*Source text*:
The Banco de Espana's holdings of foreign currencies and gold have fallen to €13.2bn (£9.02bn), equivalent to 12 days of imports, according to their website. Last week saw a continuation of their sales of gold of, possibly, in the region of 10 to 15 tonnes more.

Over the past two months the Banco de España has sold off 80 tonnes of gold. The bank has reduced its holdings of U.S. Treasuries, British gilts, and other investments at a similar rate. Total reserves have now fallen by two thirds from €41.5bn in early 2002. Greece and Portugal have seen a similar drop.

The Banco de España refused to comment on the sales, or why they have pursued the policy of using up savings when they could have used other means.

It appears the bank has been draining the reserves to help finance the current account deficit, which has ballooned to 9.5% of GDP, reaching €8.6bn in January alone. It appears that the current account is completely out of control. Spain has the worst deficit in its history and worse than any other country in the western world. Should Spain face any form of banking crisis, Spain will find the situation nearly impossible to handle. For instance, should a housing slump occur, a banking crisis is likely to follow. The first signs of a housing slump are emerging as the E.C.B. raises interest rates already up seven times to 3.75% since December 2005. The shares of Valencia builder Astroc have fallen 77% since February, setting off a sharp slide across the sector, with knock-on effects on banks with mortgage exposure.

It is often assumed that reserves no longer matter once a country has joined the €, but this ignores a crucial element in the workings of the European Monetary Union system. It is responsibility of the 13 national central banks to act as lender of last resort in a crisis, even though they have no control over interest rates. Morgan Stanley said construction accounts for 17.7% of G.D.P., even higher than the 15% peak reached in Germany after reunification - a boom-bust story that left the German Banks emasculated for years.

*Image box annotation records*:

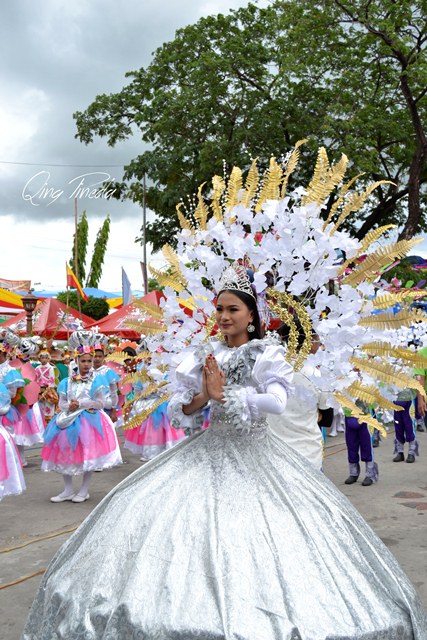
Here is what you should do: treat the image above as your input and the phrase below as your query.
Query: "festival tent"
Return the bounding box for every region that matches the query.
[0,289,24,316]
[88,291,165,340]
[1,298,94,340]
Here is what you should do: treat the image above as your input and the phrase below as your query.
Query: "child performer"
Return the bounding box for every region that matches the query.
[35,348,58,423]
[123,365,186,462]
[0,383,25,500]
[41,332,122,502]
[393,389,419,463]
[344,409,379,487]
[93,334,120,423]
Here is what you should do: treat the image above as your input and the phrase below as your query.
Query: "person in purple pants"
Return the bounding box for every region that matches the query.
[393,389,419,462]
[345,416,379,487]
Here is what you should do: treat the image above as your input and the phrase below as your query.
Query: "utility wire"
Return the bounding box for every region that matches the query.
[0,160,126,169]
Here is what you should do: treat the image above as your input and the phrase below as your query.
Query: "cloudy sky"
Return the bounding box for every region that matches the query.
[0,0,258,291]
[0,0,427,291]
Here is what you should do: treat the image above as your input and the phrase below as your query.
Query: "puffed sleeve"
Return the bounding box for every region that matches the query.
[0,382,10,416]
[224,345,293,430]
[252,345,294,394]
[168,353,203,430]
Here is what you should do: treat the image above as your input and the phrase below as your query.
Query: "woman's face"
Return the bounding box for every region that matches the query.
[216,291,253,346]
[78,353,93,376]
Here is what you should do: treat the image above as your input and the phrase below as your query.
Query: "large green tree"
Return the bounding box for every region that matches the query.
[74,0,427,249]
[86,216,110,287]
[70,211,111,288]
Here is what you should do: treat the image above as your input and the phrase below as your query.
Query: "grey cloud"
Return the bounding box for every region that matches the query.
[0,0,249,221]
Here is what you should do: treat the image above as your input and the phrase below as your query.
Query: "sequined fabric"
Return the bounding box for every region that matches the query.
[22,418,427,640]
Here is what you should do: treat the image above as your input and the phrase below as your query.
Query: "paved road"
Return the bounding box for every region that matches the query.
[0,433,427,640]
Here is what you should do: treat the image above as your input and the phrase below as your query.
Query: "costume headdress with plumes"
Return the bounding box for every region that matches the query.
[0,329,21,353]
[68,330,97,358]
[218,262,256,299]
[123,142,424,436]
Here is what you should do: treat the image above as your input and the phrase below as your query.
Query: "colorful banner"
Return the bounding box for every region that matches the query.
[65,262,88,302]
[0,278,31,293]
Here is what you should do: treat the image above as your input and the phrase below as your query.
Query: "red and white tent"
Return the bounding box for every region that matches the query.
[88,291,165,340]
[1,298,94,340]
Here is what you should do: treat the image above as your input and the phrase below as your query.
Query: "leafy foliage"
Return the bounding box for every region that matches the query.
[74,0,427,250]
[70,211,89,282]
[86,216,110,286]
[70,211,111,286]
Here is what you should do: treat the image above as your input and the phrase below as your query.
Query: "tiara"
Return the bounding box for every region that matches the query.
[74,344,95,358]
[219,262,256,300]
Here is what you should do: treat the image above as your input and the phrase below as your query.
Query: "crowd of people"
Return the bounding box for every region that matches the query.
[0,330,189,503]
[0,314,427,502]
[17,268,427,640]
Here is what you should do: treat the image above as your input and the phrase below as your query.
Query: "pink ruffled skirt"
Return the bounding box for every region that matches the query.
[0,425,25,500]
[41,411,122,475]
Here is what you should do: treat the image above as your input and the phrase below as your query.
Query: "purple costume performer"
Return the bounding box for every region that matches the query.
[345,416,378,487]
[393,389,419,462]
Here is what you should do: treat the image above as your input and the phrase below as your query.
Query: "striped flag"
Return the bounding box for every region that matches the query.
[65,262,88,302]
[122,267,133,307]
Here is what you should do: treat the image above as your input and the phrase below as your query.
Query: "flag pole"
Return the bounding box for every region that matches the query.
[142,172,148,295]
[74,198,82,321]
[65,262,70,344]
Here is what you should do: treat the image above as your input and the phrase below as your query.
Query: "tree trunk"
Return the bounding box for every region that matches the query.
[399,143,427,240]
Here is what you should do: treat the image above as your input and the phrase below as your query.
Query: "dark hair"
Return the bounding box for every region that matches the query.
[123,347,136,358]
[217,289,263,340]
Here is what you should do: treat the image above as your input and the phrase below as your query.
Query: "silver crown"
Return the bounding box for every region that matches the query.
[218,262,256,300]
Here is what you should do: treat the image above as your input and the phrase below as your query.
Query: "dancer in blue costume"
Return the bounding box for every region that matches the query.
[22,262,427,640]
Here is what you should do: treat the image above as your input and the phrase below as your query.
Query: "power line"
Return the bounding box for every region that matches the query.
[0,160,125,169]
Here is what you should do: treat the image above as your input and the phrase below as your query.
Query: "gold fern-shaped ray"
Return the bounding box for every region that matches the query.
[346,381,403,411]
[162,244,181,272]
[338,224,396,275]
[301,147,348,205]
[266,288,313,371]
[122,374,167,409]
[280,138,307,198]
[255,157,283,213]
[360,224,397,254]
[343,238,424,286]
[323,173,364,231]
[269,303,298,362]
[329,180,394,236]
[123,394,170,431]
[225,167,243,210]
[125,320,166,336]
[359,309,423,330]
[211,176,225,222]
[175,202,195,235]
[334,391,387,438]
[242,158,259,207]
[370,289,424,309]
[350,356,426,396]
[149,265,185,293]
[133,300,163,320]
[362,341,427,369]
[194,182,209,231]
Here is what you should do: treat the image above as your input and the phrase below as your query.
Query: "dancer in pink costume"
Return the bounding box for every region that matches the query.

*What is asked*:
1 - Please print the passage of the article on Spain's reserves starting at "It is often" and ending at "emasculated for years.".
2 - According to the article on Spain's reserves, why do reserves still matter after a country has joined the €? Answer in one to three sentences.
3 - Turn the paragraph of the article on Spain's reserves that opens with "Over the past two months" into a short bulleted list that keeps its main facts.
This material isn't needed for anything here.

*Responses in order*:
1 -
It is often assumed that reserves no longer matter once a country has joined the €, but this ignores a crucial element in the workings of the European Monetary Union system. It is responsibility of the 13 national central banks to act as lender of last resort in a crisis, even though they have no control over interest rates. Morgan Stanley said construction accounts for 17.7% of G.D.P., even higher than the 15% peak reached in Germany after reunification - a boom-bust story that left the German Banks emasculated for years.

2 - Reserves still matter because the 13 national central banks are responsible for acting as lender of last resort in a crisis. They carry that duty even though they have no control over interest rates.

3 -
- The Banco de España has sold 80 tonnes of gold over the past two months.
- It has cut its holdings of U.S. Treasuries, British gilts, and other investments at a similar rate.
- Total reserves have fallen by two thirds from €41.5bn in early 2002.
- Greece and Portugal have seen a similar drop.